What to do —
Using the DCT Generate page below, answer the following questions:
1. In which two forms may the schema argument be supplied?
2. How many rows are generated by default?
3. Which output formats does the format flag accept, and which one is the default?

Reading passage —
▽
DCT Generate - Create Synthetic Data

Generate realistic test data with customizable schemas and field types.

When to Use

Use this skill when you need to:

•Create test datasets for development
•Generate mock data for demos
•Produce synthetic data for testing ETL pipelines
•Create data with specific distributions
•Generate data with referential integrity

Installation

bash

which dct || go build -o dct && chmod +x ./dct

Usage

bash

dct gen <schema> [flags]

Arguments

•schema: JSON schema as a file path or inline JSON string

Flags

•-n, --lines <number>: Number of rows to generate (default: 1)
•-f, --format <format>: Output format - csv, ndjson (default: csv)
•-o, --outfile <file>: Output file path (default: stdout)
△
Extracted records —
▽
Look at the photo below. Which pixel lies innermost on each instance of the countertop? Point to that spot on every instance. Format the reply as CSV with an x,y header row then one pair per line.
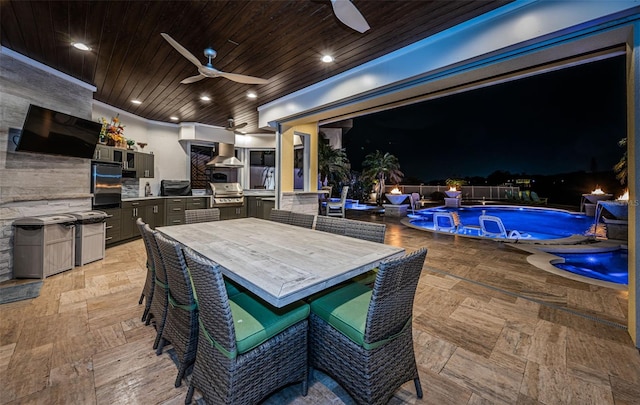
x,y
301,192
259,193
163,196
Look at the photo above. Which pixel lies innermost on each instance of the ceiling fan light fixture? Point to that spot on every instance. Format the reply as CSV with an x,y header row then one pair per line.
x,y
81,46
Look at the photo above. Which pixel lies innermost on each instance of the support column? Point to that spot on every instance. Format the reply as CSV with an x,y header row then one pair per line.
x,y
633,179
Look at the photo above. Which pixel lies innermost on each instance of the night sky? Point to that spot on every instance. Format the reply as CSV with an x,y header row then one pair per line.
x,y
560,122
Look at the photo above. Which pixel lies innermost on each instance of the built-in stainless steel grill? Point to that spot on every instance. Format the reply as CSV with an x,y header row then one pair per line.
x,y
226,194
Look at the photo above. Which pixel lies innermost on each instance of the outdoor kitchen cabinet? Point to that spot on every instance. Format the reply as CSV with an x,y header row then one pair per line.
x,y
131,211
113,225
174,210
154,213
233,212
255,207
139,163
103,153
197,203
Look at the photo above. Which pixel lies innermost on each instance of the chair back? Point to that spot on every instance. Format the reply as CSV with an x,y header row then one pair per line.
x,y
444,221
331,225
391,305
180,291
415,200
365,230
301,219
492,226
343,195
338,209
216,322
203,215
158,265
281,216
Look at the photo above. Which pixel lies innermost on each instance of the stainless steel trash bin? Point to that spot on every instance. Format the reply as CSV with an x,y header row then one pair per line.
x,y
90,234
43,246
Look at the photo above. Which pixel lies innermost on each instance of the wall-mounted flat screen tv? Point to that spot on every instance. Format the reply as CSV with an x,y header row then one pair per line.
x,y
56,133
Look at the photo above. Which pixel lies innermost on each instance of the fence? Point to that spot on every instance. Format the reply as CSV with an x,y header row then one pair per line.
x,y
468,192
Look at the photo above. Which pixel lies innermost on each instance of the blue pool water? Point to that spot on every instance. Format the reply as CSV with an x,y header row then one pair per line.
x,y
537,223
606,266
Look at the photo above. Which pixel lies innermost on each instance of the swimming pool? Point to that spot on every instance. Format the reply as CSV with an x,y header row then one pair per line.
x,y
609,266
536,223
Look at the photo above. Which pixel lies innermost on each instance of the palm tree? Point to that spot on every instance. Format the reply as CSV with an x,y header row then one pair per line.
x,y
378,166
621,167
333,164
△
Solved problem —
1. As a file path or as an inline JSON string.
2. One row.
3. csv and ndjson; the default is csv.